» **Saved entries**:
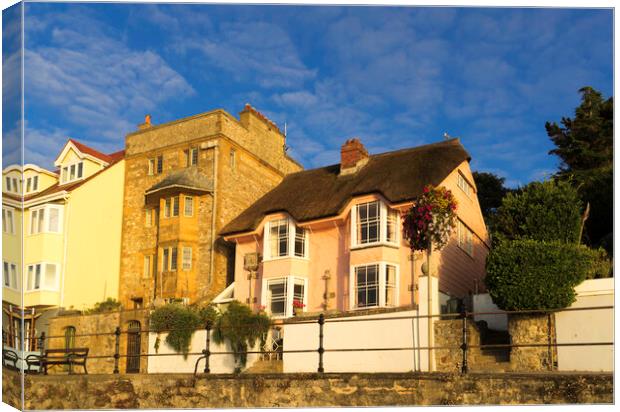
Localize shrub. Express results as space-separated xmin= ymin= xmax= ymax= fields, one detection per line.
xmin=485 ymin=239 xmax=610 ymax=311
xmin=84 ymin=298 xmax=122 ymax=314
xmin=212 ymin=300 xmax=271 ymax=371
xmin=149 ymin=303 xmax=217 ymax=358
xmin=492 ymin=180 xmax=583 ymax=244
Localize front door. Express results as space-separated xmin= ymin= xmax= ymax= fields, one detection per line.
xmin=126 ymin=321 xmax=141 ymax=373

» **Work request**: Leave out the pictures and transcribe the entries above exactly.

» **Result for this task**:
Localize shrub. Express results as space-separated xmin= ymin= xmax= ymax= fields, one detection per line.
xmin=485 ymin=239 xmax=610 ymax=311
xmin=84 ymin=298 xmax=122 ymax=314
xmin=212 ymin=300 xmax=271 ymax=371
xmin=149 ymin=303 xmax=217 ymax=358
xmin=492 ymin=180 xmax=583 ymax=244
Localize front door. Express results as space-separated xmin= ymin= xmax= ymax= fields, one detection per line.
xmin=126 ymin=321 xmax=141 ymax=373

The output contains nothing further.